What is needed: List every line below containing "brown".

□ □ □ □ □ □ □

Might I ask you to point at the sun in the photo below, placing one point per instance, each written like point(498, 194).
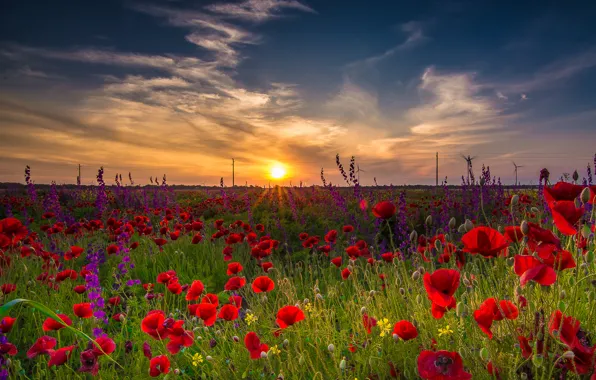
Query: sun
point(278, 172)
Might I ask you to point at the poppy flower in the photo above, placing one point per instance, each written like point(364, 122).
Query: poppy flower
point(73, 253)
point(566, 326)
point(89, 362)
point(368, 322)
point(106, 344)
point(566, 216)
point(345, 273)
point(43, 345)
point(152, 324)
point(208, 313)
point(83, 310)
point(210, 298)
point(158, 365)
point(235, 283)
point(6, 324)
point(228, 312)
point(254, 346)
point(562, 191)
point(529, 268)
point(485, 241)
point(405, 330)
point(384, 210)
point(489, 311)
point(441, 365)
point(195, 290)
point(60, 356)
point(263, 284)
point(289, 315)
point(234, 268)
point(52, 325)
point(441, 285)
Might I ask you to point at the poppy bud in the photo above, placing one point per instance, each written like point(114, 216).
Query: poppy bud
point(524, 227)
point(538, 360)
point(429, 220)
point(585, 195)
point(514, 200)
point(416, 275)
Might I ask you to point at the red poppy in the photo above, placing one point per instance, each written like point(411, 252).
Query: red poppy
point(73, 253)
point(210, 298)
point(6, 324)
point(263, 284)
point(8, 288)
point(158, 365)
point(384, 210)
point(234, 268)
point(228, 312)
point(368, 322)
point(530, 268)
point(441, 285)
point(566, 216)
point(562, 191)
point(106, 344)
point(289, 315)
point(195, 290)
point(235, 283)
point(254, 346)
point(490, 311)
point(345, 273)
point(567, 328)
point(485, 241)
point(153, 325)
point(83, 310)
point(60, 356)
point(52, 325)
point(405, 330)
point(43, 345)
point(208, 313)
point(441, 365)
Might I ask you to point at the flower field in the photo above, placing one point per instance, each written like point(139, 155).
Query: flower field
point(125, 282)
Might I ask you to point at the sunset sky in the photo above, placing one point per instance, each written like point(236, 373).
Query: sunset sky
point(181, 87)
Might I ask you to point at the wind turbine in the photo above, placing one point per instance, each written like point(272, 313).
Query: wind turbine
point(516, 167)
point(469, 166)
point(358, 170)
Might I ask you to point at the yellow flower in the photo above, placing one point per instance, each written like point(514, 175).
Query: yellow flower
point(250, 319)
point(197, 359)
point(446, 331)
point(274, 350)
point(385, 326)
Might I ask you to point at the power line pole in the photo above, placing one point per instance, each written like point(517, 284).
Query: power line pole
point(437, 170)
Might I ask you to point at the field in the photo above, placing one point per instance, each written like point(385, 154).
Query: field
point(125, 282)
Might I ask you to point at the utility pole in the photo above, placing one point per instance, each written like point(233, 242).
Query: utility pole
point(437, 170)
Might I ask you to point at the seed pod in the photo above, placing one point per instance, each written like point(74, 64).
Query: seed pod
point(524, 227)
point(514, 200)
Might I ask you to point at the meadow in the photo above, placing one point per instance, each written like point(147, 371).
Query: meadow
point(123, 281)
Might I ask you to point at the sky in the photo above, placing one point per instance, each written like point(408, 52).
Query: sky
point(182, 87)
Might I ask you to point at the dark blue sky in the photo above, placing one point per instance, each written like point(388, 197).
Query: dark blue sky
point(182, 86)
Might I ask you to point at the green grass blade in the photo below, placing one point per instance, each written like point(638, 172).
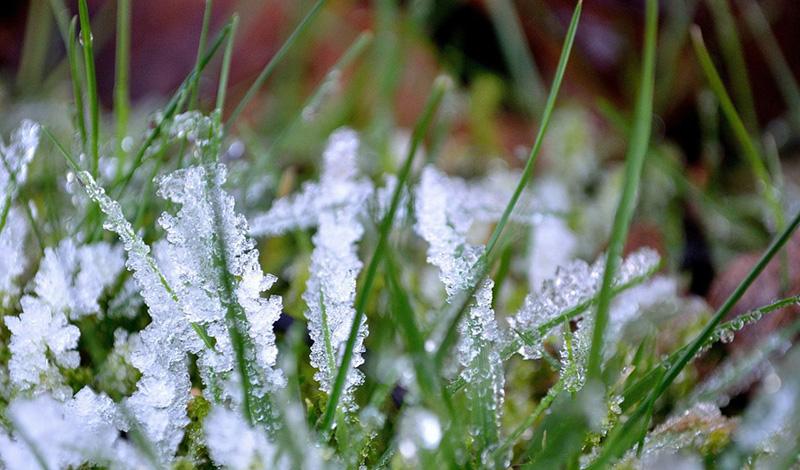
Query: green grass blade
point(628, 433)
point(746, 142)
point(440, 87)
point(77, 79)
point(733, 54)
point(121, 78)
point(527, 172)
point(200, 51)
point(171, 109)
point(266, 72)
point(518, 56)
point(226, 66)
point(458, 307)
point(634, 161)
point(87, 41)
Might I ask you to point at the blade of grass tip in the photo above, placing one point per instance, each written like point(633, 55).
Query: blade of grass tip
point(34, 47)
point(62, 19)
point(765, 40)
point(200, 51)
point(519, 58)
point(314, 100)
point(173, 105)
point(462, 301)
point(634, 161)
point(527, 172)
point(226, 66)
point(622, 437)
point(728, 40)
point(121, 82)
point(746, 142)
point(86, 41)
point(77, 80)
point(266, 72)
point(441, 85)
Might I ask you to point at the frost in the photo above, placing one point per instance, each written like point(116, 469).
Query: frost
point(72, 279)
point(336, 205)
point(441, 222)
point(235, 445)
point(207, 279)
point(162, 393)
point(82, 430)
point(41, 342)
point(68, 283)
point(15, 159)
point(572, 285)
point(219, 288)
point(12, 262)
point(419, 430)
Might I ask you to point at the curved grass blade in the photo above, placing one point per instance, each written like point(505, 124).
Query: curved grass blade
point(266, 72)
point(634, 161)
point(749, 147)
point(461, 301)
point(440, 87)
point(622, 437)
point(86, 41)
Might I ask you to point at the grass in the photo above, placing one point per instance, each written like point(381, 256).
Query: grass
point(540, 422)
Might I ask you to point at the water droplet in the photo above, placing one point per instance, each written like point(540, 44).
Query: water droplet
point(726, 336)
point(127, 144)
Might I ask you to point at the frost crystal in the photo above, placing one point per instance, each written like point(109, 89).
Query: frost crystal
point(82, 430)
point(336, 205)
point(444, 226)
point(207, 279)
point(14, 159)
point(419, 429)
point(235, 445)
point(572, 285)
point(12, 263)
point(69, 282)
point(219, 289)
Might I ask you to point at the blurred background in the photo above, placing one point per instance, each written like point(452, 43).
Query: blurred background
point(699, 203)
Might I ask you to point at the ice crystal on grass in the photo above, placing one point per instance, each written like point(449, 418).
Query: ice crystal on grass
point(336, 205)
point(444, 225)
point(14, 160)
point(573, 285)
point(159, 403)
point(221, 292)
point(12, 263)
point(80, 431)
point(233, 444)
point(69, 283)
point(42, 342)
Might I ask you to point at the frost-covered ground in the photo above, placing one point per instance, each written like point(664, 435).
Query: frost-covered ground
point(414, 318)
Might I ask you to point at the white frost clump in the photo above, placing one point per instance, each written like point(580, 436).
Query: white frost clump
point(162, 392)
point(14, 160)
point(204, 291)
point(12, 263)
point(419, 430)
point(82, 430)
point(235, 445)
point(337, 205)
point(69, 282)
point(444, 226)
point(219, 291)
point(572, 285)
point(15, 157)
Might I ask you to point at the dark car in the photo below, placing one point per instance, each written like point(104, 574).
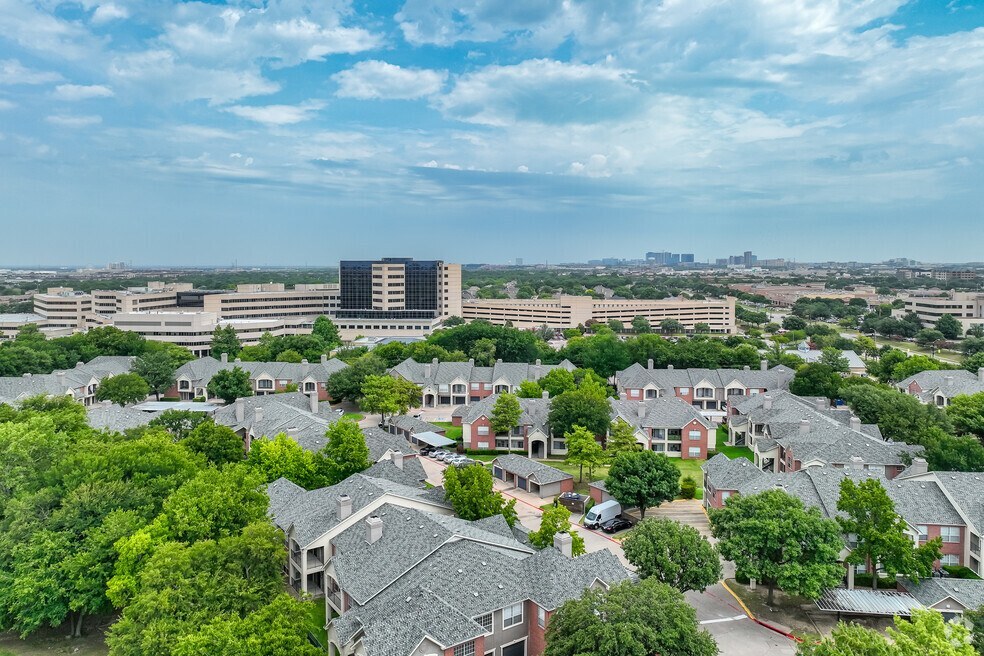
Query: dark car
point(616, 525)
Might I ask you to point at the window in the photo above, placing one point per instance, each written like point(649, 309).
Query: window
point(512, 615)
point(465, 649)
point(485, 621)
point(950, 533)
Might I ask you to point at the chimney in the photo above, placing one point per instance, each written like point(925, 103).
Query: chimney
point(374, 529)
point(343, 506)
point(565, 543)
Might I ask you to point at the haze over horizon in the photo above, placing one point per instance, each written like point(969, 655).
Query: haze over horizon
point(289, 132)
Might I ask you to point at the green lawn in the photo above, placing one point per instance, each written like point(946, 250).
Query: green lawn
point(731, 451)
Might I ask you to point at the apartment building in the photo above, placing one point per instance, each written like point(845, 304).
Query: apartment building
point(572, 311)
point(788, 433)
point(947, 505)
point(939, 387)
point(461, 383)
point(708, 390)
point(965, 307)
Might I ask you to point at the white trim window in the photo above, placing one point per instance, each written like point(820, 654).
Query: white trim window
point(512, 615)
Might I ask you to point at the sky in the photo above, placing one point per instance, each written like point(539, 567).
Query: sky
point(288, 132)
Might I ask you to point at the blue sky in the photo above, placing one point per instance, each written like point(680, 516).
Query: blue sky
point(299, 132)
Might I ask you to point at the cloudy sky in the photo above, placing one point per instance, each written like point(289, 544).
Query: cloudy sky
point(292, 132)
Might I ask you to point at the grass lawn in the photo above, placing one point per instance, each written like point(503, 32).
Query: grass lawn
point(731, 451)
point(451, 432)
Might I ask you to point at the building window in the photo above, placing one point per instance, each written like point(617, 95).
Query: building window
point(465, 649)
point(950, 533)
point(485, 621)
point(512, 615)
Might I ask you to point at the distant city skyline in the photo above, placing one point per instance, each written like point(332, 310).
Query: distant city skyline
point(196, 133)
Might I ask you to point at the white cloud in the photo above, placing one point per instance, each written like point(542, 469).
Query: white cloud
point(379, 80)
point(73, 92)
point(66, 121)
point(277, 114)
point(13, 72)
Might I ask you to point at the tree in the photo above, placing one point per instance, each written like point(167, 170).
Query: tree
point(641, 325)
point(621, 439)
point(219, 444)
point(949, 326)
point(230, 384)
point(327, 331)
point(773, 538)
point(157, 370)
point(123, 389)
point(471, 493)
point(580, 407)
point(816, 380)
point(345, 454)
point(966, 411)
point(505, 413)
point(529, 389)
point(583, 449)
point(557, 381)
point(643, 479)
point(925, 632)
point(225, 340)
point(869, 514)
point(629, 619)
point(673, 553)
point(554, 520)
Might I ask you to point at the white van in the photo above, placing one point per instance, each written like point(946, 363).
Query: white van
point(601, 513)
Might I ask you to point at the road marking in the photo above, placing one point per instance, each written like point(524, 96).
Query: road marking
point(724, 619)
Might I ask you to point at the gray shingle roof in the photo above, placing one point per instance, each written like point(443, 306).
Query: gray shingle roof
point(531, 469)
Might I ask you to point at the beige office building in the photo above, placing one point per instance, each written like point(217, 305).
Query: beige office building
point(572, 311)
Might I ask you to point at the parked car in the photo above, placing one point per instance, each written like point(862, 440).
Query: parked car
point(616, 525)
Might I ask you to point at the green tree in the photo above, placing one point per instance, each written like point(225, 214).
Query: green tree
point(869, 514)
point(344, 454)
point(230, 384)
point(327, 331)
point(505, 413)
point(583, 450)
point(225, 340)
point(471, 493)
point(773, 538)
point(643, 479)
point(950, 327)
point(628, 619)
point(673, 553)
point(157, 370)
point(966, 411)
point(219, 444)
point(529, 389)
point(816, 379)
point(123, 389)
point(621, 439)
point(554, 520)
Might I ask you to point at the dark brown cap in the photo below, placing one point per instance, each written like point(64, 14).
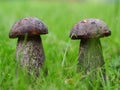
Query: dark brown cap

□ □ □ □ □ □ □

Response to this exercise:
Might I ask you to point at the dark brown cap in the photo below, placing one point per instance, each written like point(64, 14).
Query: dark brown cap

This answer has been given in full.